* **EXTRACT**

%%

Lead–lag correlation with NAO. Lead–lag relationship between DJF NAO anomaly and the AMO-like LFC in (a) fully coupled CMIP5 models, (b) the CESM1 slab-ocean simulation, and (c) observations. For the observational analysis, we take SLP from the NCAR Twentieth Century Reanalysis (Compo et al. 2011). NAO is defined as the difference in normalized SLP anomaly between Reykjavik and Lisbon (Hurrell 1995). The cross correlation between AMO and NAO is computed for monthly anomalies, then averaged over DJF (based on the month of the SLP field). Dashed gray lines give the 95% significance levels based on phase randomization [of LFC 1 for (a) and (b), of NAO for (c)]. Note the extended time axis in (c).
Citation: Journal of Climate 32, 1; 10.1175/JCLI-D-18-0269.1
7. Discussion and conclusions
Low-frequency component analysis (LFCA) identifies the spatial signature of multidecadal Atlantic SST variability focused in the subpolar North Atlantic. The corresponding index is highly correlated with the AMO as traditionally defined but has a much higher ratio of interdecadal to intradecadal variance. This allows us to identify which physical mechanisms are important at decadal and longer time scales, filtering out mechanisms that play a role at shorter time scales.
We find that AMO temperature anomalies in unforced coupled climate models are driven by ocean heat flux convergence in the subpolar North Atlantic, associated with anomalies in AMOC. Stochastic atmospheric variability, such as the NAO, is an important influence on the evolution of AMOC because of its influence on air–sea heat fluxes in the Labrador Sea. A positive NAO anomaly is associated with strengthened westerlies off eastern North America, increasing heat loss from the Labrador Sea and increasing the strength of AMOC. During the peak phase of the AMO, a basinwide low pressure anomaly develops in response to the warmer temperatures and helps to spread the warming to the east and south through wind-evaporative and cloud feedbacks. Consistent with previous modeling studies of the impact of extratropical Atlantic SST anomalies on atmospheric circulation (e.g., Hodson et al. 2010; Sun et al. 2015), this anomaly is weak and does not project strongly onto the NAO. However, by using a large multimodel ensemble, we are able to characterize a statistically significant low pressure anomaly over the North Atlantic and weakly negative NAO in the years during and following a warm subpolar SST anomaly (Figs. 5, 6). This atmospheric circulation anomaly helps to weaken AMOC and terminate the AMOC-driven warming by adding buoyancy in the eastern North Atlantic. This mechanistic picture of the AMO suggests that ocean circulation provides the main source of inertia in the climate system that sustains SST anomalies on long time scales. Ocean mixed layer dynamics, which provides the source of inertia in the “slab-ocean” view of the AMO put forth by Clement et al. (2015) and Cane et al. (2017), is not the dominant mechanism in the North Atlantic at multidecadal time scales.

%%

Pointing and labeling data
%%

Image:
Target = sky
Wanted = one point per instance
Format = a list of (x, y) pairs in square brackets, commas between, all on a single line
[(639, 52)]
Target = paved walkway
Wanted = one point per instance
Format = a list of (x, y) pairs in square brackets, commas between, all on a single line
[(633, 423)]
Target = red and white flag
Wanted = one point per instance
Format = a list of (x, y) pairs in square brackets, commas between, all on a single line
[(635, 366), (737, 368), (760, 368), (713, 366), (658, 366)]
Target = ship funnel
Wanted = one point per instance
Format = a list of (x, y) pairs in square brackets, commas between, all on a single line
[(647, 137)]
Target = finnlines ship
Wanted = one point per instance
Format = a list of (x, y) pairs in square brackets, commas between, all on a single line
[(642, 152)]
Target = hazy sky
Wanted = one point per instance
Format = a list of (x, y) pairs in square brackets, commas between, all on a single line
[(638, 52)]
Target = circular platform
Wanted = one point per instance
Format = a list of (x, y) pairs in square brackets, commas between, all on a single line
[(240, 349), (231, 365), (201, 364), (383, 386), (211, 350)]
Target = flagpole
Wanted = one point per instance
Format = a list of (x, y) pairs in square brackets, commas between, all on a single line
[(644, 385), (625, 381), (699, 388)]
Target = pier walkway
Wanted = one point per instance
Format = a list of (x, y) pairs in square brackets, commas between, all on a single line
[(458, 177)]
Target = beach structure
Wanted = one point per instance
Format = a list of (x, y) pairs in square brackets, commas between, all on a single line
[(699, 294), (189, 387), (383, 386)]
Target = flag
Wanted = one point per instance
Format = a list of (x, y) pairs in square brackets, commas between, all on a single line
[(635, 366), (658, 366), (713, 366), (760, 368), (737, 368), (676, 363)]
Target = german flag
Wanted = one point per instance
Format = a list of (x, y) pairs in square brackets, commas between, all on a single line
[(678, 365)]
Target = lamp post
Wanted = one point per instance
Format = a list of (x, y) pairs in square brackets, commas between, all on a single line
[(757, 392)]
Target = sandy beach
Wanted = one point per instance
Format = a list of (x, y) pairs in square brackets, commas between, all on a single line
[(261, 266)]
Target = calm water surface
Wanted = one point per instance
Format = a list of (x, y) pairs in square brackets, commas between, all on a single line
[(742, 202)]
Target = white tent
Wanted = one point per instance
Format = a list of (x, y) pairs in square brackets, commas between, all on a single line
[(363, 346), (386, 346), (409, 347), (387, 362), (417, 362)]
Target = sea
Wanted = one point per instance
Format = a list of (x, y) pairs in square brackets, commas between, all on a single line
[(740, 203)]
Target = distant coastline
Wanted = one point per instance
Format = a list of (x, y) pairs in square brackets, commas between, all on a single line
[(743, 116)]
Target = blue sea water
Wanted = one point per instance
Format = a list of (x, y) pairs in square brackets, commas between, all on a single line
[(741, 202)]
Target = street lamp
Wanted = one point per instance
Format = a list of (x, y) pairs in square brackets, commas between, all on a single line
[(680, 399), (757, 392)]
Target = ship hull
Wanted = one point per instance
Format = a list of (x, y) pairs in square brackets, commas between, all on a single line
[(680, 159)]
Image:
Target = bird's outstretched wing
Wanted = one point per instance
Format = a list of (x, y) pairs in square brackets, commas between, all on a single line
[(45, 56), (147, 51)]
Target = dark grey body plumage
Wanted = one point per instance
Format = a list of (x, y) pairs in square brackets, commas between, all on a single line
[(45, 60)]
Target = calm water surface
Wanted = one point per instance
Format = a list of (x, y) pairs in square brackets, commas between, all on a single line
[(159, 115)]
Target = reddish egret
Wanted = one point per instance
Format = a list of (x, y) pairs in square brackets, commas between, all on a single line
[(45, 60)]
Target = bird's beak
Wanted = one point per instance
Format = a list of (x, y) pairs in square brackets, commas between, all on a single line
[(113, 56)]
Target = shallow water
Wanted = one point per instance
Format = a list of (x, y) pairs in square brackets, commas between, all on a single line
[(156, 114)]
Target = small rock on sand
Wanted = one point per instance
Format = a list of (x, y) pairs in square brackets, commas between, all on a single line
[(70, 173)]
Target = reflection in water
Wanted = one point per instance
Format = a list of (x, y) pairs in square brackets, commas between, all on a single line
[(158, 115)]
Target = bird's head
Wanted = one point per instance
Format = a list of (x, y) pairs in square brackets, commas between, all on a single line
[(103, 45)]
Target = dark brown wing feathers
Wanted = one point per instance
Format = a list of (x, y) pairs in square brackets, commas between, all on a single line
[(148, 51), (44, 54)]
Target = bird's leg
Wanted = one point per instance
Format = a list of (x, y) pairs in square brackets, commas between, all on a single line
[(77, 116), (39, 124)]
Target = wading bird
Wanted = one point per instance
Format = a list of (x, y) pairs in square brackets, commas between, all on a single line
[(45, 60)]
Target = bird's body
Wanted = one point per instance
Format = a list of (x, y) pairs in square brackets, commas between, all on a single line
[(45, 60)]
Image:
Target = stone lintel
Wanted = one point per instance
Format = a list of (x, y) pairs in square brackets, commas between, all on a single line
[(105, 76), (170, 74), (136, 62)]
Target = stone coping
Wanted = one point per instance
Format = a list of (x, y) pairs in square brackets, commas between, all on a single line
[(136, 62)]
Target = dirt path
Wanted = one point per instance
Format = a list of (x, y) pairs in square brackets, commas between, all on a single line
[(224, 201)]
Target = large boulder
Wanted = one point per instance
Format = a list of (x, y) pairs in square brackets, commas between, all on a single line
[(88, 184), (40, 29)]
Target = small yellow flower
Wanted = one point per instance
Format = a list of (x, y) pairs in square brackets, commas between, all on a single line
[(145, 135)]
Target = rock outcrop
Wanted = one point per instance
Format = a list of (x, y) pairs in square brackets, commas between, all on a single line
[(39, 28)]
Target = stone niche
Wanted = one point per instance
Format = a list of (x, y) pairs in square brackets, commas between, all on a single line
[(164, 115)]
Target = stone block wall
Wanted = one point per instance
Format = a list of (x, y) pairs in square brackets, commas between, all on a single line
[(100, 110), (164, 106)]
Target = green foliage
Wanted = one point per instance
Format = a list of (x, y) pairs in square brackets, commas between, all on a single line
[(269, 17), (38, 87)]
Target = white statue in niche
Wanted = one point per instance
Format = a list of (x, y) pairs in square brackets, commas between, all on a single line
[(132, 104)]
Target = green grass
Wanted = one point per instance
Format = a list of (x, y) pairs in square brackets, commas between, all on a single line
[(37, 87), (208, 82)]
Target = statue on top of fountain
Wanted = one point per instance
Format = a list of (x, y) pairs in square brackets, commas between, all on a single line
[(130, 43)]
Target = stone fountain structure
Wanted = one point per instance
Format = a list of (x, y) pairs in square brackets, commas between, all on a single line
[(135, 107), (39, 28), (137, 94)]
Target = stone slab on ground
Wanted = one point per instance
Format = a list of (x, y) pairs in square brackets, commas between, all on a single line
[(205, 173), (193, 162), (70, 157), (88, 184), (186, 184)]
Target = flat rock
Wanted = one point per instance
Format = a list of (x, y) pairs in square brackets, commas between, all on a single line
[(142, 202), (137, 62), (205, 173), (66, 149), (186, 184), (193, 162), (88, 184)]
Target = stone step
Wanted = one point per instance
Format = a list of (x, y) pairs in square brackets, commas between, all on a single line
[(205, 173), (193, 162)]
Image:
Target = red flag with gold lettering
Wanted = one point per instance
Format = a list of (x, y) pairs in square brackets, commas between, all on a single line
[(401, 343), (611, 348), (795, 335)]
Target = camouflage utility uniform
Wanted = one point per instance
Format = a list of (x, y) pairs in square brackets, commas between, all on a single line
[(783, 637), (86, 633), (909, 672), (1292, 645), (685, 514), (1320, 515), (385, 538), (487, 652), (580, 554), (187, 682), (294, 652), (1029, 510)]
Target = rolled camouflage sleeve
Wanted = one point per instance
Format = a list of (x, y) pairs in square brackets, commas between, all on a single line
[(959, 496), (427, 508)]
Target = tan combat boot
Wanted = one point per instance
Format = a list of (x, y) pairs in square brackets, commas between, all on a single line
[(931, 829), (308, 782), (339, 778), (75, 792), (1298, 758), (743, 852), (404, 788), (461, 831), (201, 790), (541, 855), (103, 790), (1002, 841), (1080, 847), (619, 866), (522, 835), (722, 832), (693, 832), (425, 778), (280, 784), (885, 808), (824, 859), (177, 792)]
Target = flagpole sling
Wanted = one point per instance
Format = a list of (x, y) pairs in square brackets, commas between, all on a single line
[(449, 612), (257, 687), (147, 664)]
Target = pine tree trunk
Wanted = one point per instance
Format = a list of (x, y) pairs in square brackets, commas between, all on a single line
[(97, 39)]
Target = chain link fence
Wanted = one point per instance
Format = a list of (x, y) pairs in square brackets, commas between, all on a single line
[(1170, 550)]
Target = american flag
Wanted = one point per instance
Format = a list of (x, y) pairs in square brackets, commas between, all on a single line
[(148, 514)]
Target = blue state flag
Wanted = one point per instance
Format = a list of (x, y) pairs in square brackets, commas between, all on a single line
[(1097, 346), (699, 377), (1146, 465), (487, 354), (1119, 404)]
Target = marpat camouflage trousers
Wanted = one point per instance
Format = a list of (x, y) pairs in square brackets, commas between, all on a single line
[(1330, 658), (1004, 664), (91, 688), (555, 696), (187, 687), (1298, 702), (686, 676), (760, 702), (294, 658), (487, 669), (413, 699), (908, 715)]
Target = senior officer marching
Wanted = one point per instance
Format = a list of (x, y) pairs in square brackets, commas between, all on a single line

%%

* **JOBS**
1. Reproduce the passage of the Atlantic variability text from "Lead–lag correlation with" to "axis in (c).".
2. Answer these questions using the Atlantic variability text:
(a) Which reanalysis supplies the SLP data for the observational analysis?
(b) The NAO is defined as the difference in normalized SLP anomaly between which two locations?
(c) What drives AMO temperature anomalies in unforced coupled climate models?

* **RESPONSES IN ORDER**
1.
Lead–lag correlation with NAO. Lead–lag relationship between DJF NAO anomaly and the AMO-like LFC in (a) fully coupled CMIP5 models, (b) the CESM1 slab-ocean simulation, and (c) observations. For the observational analysis, we take SLP from the NCAR Twentieth Century Reanalysis (Compo et al. 2011). NAO is defined as the difference in normalized SLP anomaly between Reykjavik and Lisbon (Hurrell 1995). The cross correlation between AMO and NAO is computed for monthly anomalies, then averaged over DJF (based on the month of the SLP field). Dashed gray lines give the 95% significance levels based on phase randomization [of LFC 1 for (a) and (b), of NAO for (c)]. Note the extended time axis in (c).

2.
(a) The NCAR Twentieth Century Reanalysis.
(b) Reykjavik and Lisbon.
(c) Ocean heat flux convergence in the subpolar North Atlantic, associated with anomalies in AMOC.